• Work request
Restate the entries below exactly. Images are not part of the copy.

*** Opening of Recorded data ***

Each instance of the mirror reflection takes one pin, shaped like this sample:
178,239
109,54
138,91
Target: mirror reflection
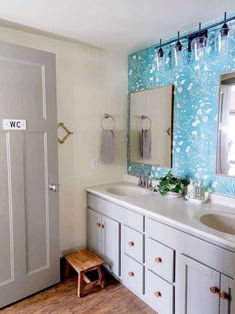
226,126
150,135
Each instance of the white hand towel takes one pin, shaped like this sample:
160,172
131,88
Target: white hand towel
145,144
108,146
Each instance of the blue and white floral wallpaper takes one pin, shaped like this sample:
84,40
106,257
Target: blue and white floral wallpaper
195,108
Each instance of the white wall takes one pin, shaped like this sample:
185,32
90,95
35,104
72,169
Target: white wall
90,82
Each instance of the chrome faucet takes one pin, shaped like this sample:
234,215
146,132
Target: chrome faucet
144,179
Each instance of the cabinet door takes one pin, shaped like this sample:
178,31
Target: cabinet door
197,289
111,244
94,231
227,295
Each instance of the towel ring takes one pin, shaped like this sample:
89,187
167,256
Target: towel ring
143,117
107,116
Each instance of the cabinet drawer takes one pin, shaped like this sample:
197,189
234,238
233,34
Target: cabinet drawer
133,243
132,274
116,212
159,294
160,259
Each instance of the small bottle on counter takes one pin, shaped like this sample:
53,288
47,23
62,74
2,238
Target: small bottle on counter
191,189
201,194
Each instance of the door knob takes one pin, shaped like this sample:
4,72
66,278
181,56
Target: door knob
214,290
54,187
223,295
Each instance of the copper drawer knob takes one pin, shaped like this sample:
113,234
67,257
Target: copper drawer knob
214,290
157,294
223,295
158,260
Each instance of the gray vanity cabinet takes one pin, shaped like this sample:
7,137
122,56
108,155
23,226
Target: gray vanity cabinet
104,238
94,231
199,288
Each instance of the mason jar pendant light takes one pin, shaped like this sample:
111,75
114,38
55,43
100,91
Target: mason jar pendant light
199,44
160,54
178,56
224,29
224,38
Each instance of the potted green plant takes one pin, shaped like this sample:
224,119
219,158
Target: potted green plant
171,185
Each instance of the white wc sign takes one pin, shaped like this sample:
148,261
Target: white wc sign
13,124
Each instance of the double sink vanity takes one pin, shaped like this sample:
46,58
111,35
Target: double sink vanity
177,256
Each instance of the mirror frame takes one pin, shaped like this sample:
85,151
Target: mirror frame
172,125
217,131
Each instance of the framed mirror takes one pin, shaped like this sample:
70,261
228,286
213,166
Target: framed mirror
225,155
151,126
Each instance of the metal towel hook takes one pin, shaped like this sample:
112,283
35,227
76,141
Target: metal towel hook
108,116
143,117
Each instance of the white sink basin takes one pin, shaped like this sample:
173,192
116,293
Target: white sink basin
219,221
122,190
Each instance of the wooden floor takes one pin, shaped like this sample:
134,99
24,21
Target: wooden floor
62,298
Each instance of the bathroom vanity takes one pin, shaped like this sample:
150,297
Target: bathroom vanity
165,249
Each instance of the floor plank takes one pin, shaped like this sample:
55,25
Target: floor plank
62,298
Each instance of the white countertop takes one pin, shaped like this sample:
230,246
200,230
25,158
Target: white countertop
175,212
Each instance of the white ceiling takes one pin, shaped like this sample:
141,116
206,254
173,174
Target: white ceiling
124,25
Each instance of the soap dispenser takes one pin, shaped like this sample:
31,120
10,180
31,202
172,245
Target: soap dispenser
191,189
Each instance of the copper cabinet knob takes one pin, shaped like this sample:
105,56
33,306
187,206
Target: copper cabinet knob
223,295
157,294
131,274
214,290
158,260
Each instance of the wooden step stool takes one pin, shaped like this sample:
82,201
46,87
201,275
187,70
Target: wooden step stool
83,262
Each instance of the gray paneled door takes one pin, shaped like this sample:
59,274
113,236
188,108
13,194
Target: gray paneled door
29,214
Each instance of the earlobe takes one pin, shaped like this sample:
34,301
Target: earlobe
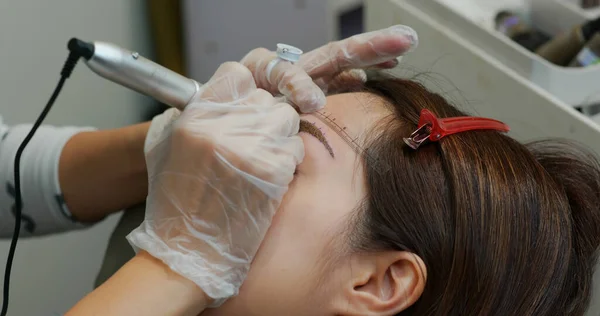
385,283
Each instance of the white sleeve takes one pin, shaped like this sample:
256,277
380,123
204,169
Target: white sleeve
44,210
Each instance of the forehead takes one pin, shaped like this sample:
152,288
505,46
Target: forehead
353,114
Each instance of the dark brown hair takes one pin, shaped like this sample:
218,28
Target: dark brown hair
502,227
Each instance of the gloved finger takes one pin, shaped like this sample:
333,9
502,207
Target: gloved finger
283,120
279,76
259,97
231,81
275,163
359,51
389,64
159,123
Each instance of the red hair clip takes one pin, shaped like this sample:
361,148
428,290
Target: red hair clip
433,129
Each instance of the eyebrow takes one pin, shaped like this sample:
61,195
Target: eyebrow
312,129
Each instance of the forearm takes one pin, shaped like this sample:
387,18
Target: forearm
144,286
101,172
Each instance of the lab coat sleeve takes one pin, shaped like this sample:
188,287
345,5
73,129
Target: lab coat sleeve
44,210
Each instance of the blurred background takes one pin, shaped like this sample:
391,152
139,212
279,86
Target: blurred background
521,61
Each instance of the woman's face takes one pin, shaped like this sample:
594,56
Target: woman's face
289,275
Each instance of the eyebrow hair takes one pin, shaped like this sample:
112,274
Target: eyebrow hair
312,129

*** Close of Recorded data ***

• Task answer
Each instance of the mirror reflection takes one pin, shaped like this sample:
178,239
109,54
138,91
Target: mirror reflection
226,126
150,135
Each instance of the white hand towel takes one pin, shaped like this sample:
160,172
131,88
Target: white hand towel
145,144
108,146
Each instance of the blue and white floral wallpaper takes one pin, shaped like this sample:
84,40
106,257
Target: blue and white floral wallpaper
195,108
Each instance of the white wall takes one pin, shaped like this sample:
185,32
90,95
35,104
72,169
Target: white wall
90,82
Each instance of the chrome faucet takes one pin, shaped like this sample:
234,215
146,132
Target: chrome faucet
144,179
Each instance of the cabinet door takes one pin, shaped like this sample:
178,31
Target: cabinet door
197,289
111,244
94,231
227,295
Each instance of the towel ring takes one pin, shaped like this sample:
89,187
167,256
Target: towel ring
143,117
107,116
Each instance of the cabinet drawer takes one pin, shaped like this sample:
197,189
234,238
233,34
Target: cabinet drawer
133,243
132,274
116,212
159,294
160,259
Each instance of the small bottle on counter takes one pin, shaped like this sample:
53,288
47,23
62,74
2,238
Target: small bottle on counter
191,189
201,194
Each instance of the door knob takes one pin, shaped like this sample:
4,72
66,278
181,56
Target: door knob
214,290
54,187
223,295
Each instance of the copper drawer knob takes one pin, shaped like this sample:
113,234
67,257
Target: copper drawer knob
214,290
157,294
223,295
158,260
Each instance of the gray vanity cabinet takes one pin, shaped like this sample:
7,137
122,56
108,155
23,226
Target: gray vanity cabinet
104,238
94,231
199,288
Each instance of the mason jar pendant light takes one pin, shaped like this sample:
111,75
114,38
55,43
100,91
Target: mason jar pendant light
199,44
160,54
178,56
224,29
224,38
Each instance of the potted green plant takes one pin, shaped like this sample:
224,119
219,158
Target: potted green plant
171,185
Each instance of the white wc sign takes one pin, shaped like this sample:
148,261
Target: white wc sign
13,124
Each instance of the double sink vanity takes one pin, shaped like this sample:
46,58
111,35
Target: double sink vanity
177,256
Each instance of the mirror frame takes one pin, shaped like this sample:
85,151
Target: mirror frame
172,125
217,131
Each instance of the framed mirror takes one pin, shaped like this sample:
70,261
228,286
213,166
Target: framed mirror
225,155
151,126
Each instance of the metal towel hook takes one pin, shaped like this sample:
112,283
35,227
76,141
Target: metal towel hook
108,116
143,117
Each instance of the white sink basin takes one pin, shaped like this sample:
173,192
116,293
Target: white sink basin
219,221
122,190
Each instance of the wooden floor takes one pin, shaped like this sample:
134,99
24,21
Target: wooden floor
62,298
Each instance of the bathroom vanity takes one pin, shaped like this sample:
150,297
Target: bathroom vanity
165,249
Each instance of the floor plank takes one pin, shaped like this sample:
55,25
Target: floor plank
62,298
Each instance of the white countertop takes one pin, shaped like this sample:
230,246
200,230
25,158
Target: white countertop
175,212
Each instance of the white ceiling takes one pin, shaped like this sample:
141,116
206,254
173,174
Target: white ceiling
124,25
Each instance of the soap dispenser takes one pin, shaped like this sample:
31,120
10,180
31,202
172,245
Target: soap dispenser
191,189
Each instance of the copper cabinet knob takes one pin, shaped like this sample:
105,56
33,306
187,206
Target: copper cabinet knob
223,295
157,294
131,274
214,290
158,260
Each instance of the wooden step stool takes one pin, shaped like this sample:
82,201
46,87
201,275
187,70
Target: wooden step stool
83,262
Each instance of the gray paneled door takes one pin, shaped like this sample:
59,274
113,236
188,108
13,194
Target: gray paneled door
29,214
Each instance of the earlobe takes one pin, shaped like this sample:
34,301
Target: earlobe
385,283
Each instance of the white sleeve takes one pin, shaped like this sample:
256,277
380,123
204,169
Target: white sleeve
44,210
Each instance of the forehead takes one pin, shaped like this sample:
152,288
505,46
Target: forehead
353,114
Each instance of the dark brown hair takes one pin, shaped like this sample:
218,28
Target: dark brown hair
502,227
Each instance of the gloved finger takes one pin, shaped like this sample:
333,9
502,207
Target: gloved finger
283,120
279,76
259,97
231,81
275,163
359,51
389,64
159,123
Each instance of the red hair clip takes one pin, shaped like this sample:
361,148
428,290
Target: red hair clip
433,129
Each instance of the eyebrow takes one pin, shaped like this sample:
61,195
Target: eyebrow
312,129
Each instance of the forearm takes one pin, shaped like this sample:
387,18
Target: forearm
144,286
101,172
Each instance of the lab coat sleeve takes one pin, shaped like this sample:
188,287
345,5
73,129
Target: lab coat sleeve
44,210
Each instance of the blurred background takes one pin, shaped like this sample:
391,152
139,212
279,86
Target: blurred background
521,61
Each instance of the woman's face takes one pin, shaped like this sample:
594,56
Target: woman's face
289,275
Each instance of the eyebrow hair takes one pin, shaped like this sample:
112,274
Target: eyebrow hair
312,129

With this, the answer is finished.